• _What you need to do_: Word for word, repeat each of the records below.

==== Data in this exercise ====

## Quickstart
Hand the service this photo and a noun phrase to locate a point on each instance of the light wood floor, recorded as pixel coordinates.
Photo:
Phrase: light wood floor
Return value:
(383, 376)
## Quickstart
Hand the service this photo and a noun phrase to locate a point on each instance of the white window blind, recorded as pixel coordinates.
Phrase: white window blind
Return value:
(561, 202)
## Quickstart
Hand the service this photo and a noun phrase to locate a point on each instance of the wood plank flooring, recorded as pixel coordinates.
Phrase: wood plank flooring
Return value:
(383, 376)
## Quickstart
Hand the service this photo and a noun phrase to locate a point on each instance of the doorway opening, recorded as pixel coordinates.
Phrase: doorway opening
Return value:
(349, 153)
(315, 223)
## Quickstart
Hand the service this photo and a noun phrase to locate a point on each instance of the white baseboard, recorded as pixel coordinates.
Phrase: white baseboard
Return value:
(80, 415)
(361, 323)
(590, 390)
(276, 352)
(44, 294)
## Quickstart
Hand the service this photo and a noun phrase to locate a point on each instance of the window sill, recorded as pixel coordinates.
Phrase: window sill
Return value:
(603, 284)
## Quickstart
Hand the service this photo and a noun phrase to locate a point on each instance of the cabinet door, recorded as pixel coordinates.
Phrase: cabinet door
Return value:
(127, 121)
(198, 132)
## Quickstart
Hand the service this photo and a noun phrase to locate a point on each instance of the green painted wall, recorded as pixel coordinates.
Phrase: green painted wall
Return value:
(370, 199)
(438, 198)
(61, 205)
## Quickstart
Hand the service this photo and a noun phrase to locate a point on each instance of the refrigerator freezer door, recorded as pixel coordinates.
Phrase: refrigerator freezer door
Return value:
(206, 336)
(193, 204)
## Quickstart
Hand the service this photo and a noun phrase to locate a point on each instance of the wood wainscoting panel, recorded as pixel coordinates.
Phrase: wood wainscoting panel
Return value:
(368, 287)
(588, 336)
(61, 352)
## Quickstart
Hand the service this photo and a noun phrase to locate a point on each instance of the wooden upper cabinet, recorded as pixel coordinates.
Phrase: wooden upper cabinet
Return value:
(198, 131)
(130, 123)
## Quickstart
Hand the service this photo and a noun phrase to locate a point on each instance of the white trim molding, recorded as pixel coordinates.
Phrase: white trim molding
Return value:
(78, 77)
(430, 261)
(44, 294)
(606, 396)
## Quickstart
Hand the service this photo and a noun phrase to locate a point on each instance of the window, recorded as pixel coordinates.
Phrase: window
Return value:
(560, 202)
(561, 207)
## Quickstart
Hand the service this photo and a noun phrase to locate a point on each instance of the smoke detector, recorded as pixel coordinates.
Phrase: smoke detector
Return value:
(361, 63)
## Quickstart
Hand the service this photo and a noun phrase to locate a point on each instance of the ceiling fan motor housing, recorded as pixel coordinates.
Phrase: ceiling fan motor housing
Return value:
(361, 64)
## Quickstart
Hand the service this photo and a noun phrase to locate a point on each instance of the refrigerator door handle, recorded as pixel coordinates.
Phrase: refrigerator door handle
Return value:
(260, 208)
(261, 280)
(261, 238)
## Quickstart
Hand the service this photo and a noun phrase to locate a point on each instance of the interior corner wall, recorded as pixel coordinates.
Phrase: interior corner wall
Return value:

====

• _The completed task_:
## Quickstart
Hand the service this photo and a noun phrase to locate a point on each instance of the light wood floor, recorded as pixel coordinates.
Photo:
Phrase: light wood floor
Return value:
(383, 376)
## Quickstart
Hand the service this photo and a noun phrase to locate a point on each instance of the white window blind, recorded as pixel coordinates.
Phrase: white window blind
Return value:
(561, 202)
## Quickstart
Hand the service this photo and a noun phrase to locate a point on each instance of the wood plank flooring, recorded as pixel coordinates.
Phrase: wood plank flooring
Return value:
(383, 376)
## Quickstart
Hand the service this photo and a noun phrase to locate a point on each instance of the doorway opening, recorded as pixel coordinates.
Phrase: doorway opening
Return value:
(349, 153)
(315, 223)
## Quickstart
Hand the service this photo and a noun phrase to locate a point on each instance of the white baseboard, recorded as pixel coordinates.
Phrase: white baseboard
Return value:
(80, 415)
(361, 323)
(590, 390)
(276, 352)
(44, 294)
## Quickstart
Hand the service this photo and a noun phrase to locate a point on each instance of the window sill, recorded as pixel coordinates.
Phrase: window sill
Return value:
(603, 284)
## Quickstart
Hand the service this photo and a noun phrase to locate a point on each instance of the cabinet door, recorded as pixel coordinates.
Phrase: cabinet door
Return value:
(127, 121)
(198, 132)
## Quickstart
Hand the service this photo and a noun phrase to locate a point on each instance of the green painted wall, recorded as pixel coordinates.
Phrase: green painted wall
Return value:
(370, 199)
(438, 198)
(61, 205)
## Quickstart
Hand the service this photo and a noun phrase to locate a point on each instance of the refrigerator freezer door, recorded as pixel coordinates.
Phrase: refrigerator freezer door
Return value:
(206, 336)
(193, 204)
## Quickstart
Hand the service this photo and a noun phrase to locate a point on each instance of the wood wainscoting panel, recorded as pixel coordinates.
Phrase: wood wainscoting panel
Return value:
(368, 287)
(588, 336)
(61, 352)
## Quickstart
Hand the service this photo and a noun phrase to locate a point on each instance of the wooden upper cabinet, recorded as pixel coordinates.
Phrase: wooden upper cabinet
Return value:
(198, 131)
(130, 123)
## Quickstart
Hand the service this photo and a noun phrase to locate a point on each instance of the white trim molding, recorded as pixel coordinates.
Phrase: white trim molding
Return value:
(78, 77)
(430, 261)
(44, 294)
(606, 396)
## Quickstart
Hand the service this photo and a noun phrase to locate a point on each instance of the window, recorded as pixel coordinates.
Phrase: window
Return value:
(560, 202)
(561, 207)
## Quickstart
Hand the service this photo and a noun phrase to locate a point on each instance of the smoke detector, recorded as pixel coordinates.
Phrase: smoke detector
Return value:
(361, 63)
## Quickstart
Hand the service this photo and a noun phrase to locate a point on each instance of the ceiling fan motor housing, recorded as pixel coordinates.
Phrase: ceiling fan motor housing
Return value:
(361, 64)
## Quickstart
Hand the service this photo and a noun phrase to locate a point on each instance of the refrigerator door handle, recorded as pixel coordinates.
Phrase: refrigerator door handle
Return value:
(260, 208)
(261, 280)
(261, 238)
## Quickstart
Hand the service this photo and a noun phrase to locate a point on each instance of the interior corner wall, recorded as pixel coordinates.
Phrase: interior corner wall
Return value:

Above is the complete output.